═════ Data

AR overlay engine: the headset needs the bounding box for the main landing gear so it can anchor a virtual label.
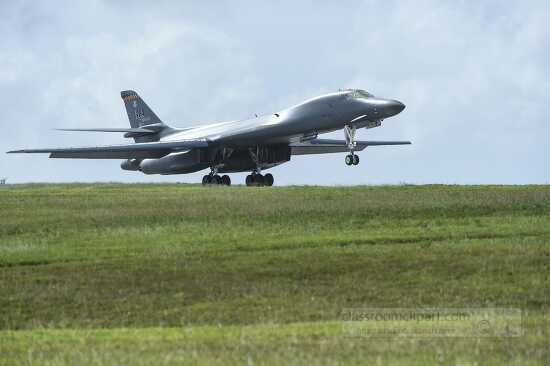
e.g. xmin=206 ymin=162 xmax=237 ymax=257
xmin=246 ymin=172 xmax=273 ymax=187
xmin=344 ymin=125 xmax=359 ymax=166
xmin=202 ymin=173 xmax=231 ymax=186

══════════

• Exercise directions
Can you rewrite the listing above with "virtual label" changed to "floating tag", keeping everything else the same and leaving the pictures out?

• Reply to the task
AR overlay engine: the headset needs the bounding box for the main landing gear so it can anchor a floating tag.
e.g. xmin=206 ymin=162 xmax=237 ymax=257
xmin=246 ymin=172 xmax=273 ymax=187
xmin=344 ymin=125 xmax=359 ymax=166
xmin=202 ymin=173 xmax=231 ymax=186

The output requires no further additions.